DOKUMEN SUMBER
------------------------------------------------
Tunanetra Dianiaya, PR Besar Kapolres Sumenep

Foto: Suhaniya seorang tunanetra korban penganiayaan sumenep jawa timur dok transindonesia

TROL, Sumenep – Kasus penganiayaan yang diambil alih oleh Satreskrim Polres Sumenep menyita perhatian publik, tak lain korban merupakan penyandang disabilitas (tunanetra-red)

Insiden itu melibatkan tiga pelaku, salah satunya bernama Misna yang diduga membawa senjata tajam, yang menganiaya korban hingga mengalami luka lembam di beberapa bagian.

Pentingnya perlindungan hukum dan keadilan terhadap korban sebab kekerasan terhadap tunanetra merupakan prilaku biadab

Dari peristiwa itu muncul fenomena baru pemberitaan di beberapa media online yang diantaranya dengan judul “Gadis 23 Tahun Asal Batang-Batang Opname 9 Hari Akibat Dikeroyok Suhaniya CS, Sang Kakak Lapor Polisi” seperti diketahui Laporan itu dibuat pada hari Jumat, 31 Mei 2024 sebagaimana Laporan Polisi Nomor :  STPL/05/V/2024/JATIM/RESSMP/SEKBTBT.
------------------------------------------------
KETENTUAN TUGAS
Ambillah tanpa perubahan bagian dari berita tentang penganiayaan tunanetra di Sumenep di atas, dimulai dari "TROL, Sumenep –" dan berakhir pada "penyandang disabilitas (tunanetra-red)".
------------------------------------------------
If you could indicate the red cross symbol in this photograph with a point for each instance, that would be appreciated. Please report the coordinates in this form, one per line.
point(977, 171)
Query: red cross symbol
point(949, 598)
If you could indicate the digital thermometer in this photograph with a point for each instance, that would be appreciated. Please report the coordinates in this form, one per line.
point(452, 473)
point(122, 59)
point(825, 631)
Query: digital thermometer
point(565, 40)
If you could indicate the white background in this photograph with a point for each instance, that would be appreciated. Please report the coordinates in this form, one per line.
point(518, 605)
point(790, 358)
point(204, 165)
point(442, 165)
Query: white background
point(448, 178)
------------------------------------------------
HASIL LENGKAP
TROL, Sumenep – Kasus penganiayaan yang diambil alih oleh Satreskrim Polres Sumenep menyita perhatian publik, tak lain korban merupakan penyandang disabilitas (tunanetra-red)